- [Raw data]:
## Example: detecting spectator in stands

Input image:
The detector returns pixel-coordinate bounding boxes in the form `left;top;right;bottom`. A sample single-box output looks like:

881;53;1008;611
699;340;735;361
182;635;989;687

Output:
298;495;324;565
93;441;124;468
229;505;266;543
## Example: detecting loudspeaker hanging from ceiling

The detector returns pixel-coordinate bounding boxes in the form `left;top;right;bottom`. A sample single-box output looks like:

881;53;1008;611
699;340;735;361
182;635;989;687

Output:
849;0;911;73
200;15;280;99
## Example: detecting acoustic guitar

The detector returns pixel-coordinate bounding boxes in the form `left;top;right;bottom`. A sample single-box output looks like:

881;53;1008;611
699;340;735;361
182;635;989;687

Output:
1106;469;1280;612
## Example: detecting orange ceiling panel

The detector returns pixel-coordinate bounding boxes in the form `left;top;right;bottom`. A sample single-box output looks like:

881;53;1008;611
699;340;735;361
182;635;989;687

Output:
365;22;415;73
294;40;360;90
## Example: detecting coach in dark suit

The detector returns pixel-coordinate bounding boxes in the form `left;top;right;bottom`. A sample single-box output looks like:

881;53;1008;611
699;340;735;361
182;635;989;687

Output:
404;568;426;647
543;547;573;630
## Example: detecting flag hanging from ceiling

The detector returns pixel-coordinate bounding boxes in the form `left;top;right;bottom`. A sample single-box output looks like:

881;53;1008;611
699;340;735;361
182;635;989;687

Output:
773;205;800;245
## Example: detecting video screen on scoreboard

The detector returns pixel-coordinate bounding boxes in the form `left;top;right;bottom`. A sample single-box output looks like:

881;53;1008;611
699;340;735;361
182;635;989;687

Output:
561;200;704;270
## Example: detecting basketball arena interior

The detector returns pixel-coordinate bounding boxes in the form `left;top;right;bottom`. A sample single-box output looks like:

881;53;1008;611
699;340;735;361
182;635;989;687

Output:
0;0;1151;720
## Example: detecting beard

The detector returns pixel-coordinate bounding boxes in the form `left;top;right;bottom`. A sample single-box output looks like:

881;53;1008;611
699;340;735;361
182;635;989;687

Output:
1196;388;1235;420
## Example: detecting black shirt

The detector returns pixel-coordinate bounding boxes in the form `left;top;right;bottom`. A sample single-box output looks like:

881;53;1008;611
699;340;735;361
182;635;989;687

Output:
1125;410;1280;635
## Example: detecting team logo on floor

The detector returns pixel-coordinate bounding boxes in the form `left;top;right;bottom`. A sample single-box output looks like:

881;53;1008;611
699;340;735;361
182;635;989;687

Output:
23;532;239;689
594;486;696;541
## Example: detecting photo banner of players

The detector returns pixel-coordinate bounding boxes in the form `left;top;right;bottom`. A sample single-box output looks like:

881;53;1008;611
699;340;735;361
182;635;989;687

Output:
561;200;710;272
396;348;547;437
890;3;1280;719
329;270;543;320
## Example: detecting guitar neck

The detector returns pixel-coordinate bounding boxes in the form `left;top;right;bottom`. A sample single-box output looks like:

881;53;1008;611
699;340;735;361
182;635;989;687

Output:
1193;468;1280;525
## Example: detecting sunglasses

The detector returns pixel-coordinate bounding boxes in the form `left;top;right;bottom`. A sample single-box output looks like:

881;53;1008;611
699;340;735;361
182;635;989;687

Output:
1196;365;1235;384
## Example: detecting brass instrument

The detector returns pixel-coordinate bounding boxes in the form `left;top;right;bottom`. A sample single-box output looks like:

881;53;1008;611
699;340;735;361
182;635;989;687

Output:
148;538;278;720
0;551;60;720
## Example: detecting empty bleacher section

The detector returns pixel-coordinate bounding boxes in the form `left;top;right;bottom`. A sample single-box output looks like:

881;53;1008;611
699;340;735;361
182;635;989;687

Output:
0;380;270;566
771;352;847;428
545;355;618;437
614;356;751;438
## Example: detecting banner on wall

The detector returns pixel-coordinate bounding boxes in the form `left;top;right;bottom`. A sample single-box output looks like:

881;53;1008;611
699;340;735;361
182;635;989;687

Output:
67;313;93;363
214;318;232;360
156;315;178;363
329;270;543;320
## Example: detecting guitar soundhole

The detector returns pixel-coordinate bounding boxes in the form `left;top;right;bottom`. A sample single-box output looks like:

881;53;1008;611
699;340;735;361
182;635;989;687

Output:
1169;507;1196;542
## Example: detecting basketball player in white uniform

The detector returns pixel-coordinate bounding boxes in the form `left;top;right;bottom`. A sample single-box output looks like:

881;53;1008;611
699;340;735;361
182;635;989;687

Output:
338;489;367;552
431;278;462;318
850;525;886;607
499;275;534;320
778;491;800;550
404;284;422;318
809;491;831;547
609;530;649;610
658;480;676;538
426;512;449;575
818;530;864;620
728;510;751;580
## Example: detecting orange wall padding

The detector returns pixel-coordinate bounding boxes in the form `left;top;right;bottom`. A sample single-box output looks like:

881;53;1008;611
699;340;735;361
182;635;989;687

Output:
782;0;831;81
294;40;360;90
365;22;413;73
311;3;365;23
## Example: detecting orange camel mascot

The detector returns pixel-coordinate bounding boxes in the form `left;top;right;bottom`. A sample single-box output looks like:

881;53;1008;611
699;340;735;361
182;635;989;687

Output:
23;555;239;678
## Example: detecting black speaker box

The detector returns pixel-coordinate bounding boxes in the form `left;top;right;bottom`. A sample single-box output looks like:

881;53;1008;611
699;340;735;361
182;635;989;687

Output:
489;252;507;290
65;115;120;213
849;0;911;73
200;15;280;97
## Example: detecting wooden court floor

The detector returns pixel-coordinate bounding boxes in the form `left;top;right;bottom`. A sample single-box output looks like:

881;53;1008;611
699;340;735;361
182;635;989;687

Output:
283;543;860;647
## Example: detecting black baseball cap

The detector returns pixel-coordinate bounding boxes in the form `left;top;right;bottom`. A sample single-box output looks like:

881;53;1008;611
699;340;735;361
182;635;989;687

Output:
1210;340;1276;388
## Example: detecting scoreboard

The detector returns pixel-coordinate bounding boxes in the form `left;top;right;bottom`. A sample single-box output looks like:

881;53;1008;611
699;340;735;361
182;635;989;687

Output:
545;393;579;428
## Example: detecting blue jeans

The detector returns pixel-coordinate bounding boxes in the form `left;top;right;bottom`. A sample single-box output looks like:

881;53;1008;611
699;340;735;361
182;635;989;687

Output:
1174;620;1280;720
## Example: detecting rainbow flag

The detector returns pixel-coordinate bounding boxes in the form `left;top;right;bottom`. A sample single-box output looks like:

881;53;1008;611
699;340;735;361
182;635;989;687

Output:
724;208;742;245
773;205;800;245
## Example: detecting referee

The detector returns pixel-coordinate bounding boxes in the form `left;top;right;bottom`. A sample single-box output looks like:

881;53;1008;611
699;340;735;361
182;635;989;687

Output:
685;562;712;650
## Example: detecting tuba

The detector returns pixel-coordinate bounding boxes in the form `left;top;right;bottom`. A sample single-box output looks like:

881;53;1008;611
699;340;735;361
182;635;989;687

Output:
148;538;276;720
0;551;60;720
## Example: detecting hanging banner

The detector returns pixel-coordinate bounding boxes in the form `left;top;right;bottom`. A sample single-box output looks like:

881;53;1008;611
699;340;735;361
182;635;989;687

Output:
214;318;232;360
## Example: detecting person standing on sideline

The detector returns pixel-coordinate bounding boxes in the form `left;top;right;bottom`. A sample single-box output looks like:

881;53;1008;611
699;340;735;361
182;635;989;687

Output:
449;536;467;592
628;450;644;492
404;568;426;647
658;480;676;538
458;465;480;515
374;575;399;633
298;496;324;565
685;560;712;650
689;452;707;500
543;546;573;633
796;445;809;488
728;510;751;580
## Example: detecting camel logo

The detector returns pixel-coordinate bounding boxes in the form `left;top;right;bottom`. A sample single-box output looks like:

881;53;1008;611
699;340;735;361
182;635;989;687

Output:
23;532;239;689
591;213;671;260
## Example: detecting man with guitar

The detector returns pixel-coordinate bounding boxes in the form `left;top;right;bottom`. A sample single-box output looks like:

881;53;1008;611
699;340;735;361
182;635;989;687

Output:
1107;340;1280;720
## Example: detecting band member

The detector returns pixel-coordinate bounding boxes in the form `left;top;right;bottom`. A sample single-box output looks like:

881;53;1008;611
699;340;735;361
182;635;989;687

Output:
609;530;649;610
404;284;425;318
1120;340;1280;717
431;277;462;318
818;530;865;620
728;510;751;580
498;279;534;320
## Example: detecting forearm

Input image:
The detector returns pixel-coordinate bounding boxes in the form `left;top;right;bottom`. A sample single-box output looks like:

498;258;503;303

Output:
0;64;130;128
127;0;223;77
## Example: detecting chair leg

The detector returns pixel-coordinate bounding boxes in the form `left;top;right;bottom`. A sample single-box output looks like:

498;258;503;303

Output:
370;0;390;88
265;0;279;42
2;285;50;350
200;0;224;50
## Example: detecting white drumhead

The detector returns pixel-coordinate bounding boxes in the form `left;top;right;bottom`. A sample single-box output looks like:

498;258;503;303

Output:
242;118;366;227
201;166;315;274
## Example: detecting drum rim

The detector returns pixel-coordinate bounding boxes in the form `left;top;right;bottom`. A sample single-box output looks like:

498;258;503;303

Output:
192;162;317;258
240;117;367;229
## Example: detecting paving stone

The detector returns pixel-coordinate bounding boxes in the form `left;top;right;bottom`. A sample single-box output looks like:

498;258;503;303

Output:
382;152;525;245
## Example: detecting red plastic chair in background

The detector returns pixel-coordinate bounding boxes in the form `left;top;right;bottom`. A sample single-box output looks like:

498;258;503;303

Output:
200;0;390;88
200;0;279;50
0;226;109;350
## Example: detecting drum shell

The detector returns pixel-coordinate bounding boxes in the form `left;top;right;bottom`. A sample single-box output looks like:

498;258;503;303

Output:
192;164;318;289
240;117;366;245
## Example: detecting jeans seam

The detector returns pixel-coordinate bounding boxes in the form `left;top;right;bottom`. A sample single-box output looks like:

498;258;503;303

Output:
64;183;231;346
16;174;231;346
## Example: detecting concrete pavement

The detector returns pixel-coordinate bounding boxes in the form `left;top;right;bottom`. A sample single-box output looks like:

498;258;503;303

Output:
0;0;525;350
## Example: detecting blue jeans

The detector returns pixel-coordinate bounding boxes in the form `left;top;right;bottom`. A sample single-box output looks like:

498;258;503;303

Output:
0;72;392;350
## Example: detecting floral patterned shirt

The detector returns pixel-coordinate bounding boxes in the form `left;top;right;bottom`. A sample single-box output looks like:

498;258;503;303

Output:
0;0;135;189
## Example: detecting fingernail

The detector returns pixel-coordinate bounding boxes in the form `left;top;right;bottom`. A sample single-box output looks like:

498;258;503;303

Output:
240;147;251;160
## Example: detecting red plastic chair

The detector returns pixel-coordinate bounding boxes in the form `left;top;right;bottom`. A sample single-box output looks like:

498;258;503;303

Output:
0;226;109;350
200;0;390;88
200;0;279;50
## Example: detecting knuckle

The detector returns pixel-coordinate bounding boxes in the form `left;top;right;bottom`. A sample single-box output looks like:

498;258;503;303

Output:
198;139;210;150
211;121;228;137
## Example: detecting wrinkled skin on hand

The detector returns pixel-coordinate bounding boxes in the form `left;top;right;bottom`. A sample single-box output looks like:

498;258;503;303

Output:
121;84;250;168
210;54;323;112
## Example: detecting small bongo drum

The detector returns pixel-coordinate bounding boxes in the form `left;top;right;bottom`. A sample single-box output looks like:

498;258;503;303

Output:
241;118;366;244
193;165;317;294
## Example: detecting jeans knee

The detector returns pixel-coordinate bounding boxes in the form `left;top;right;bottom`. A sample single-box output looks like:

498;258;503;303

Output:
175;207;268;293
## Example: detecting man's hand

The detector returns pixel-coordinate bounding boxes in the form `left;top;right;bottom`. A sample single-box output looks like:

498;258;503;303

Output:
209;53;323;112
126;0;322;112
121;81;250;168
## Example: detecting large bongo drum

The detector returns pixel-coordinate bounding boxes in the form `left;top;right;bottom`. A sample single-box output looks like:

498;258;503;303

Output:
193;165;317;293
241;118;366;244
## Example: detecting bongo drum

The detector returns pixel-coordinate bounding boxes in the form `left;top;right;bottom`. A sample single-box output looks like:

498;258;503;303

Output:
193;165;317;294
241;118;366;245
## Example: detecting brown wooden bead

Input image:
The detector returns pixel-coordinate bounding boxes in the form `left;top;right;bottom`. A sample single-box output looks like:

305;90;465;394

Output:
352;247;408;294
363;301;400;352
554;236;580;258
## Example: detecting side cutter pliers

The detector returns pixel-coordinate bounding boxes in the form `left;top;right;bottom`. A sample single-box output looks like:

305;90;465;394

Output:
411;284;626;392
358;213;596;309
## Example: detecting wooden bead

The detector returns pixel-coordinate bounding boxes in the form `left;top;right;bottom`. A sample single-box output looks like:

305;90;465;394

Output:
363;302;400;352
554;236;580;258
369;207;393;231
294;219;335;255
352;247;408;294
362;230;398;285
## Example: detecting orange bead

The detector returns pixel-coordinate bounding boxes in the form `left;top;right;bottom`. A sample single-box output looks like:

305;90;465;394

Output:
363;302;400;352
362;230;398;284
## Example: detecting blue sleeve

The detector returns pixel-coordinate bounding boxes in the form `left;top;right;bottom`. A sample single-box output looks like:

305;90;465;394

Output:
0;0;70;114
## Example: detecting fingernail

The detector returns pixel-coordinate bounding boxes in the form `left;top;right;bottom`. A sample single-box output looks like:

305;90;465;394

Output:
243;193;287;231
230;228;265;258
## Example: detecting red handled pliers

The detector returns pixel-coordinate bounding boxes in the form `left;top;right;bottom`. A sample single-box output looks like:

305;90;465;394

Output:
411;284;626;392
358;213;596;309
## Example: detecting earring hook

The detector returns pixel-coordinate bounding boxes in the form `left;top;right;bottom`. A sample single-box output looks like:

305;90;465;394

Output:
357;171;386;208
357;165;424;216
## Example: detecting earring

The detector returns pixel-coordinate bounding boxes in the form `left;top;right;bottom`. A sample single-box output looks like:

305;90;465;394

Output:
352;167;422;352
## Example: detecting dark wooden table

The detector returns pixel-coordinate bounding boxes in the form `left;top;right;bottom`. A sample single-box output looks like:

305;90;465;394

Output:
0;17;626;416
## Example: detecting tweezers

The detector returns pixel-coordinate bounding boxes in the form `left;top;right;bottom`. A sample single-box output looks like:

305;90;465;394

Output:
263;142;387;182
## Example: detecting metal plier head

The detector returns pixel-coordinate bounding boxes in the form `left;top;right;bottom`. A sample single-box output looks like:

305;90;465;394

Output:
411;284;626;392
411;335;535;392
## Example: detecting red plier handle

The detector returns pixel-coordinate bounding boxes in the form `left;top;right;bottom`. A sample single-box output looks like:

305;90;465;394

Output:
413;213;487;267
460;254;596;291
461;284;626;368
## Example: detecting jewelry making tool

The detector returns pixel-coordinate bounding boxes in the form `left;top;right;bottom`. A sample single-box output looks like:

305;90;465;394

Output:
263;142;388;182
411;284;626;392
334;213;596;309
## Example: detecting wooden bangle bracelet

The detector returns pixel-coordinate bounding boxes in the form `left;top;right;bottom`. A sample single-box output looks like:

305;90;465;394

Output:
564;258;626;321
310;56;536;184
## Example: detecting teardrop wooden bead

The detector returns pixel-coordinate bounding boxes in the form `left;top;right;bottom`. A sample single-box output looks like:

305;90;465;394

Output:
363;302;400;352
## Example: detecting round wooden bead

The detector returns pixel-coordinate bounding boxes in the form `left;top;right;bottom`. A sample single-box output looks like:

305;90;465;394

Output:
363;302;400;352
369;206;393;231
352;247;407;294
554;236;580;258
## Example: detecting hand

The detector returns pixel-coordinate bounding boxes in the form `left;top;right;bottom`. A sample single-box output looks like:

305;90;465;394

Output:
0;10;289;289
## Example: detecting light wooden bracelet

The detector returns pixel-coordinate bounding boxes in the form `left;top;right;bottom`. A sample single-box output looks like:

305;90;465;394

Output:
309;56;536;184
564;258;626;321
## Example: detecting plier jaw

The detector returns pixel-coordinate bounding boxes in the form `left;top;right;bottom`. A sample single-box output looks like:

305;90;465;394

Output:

- [What is required]: Your task is to output exactly the lines running from the one with "## Example: detecting teardrop wooden bead" through the final line of the material above, with both ends included.

- [Reply to the exercise]:
## Example: detecting teardrop wooden bead

The detector returns pixel-coordinate bounding boxes in the form `left;top;right;bottom`. A sample single-box output looks like:

305;90;465;394

Output:
363;302;400;352
## Example: detecting round wooden bead

The detector returns pixel-coordinate bounding boxes in the form `left;top;right;bottom`. A sample single-box output looks like:

305;90;465;394

Output:
363;302;400;352
369;206;393;231
352;247;407;294
554;236;580;258
## Example: detecting hand

The detector returns pixel-coordinate bounding boxes in the form `left;top;right;bottom`. A sample single-box output looks like:

305;90;465;394

Output:
0;10;289;289
## Example: detecting light wooden bracelet

The detector returns pixel-coordinate bounding boxes in the form `left;top;right;bottom`. A sample single-box output looks like:

305;90;465;394

Output:
309;56;536;184
564;258;626;321
## Example: detecting plier jaw

The detector returns pixel-coordinate bounding boxes in the form `left;top;right;bottom`. A sample single-box output looks like:

305;90;465;394

Output:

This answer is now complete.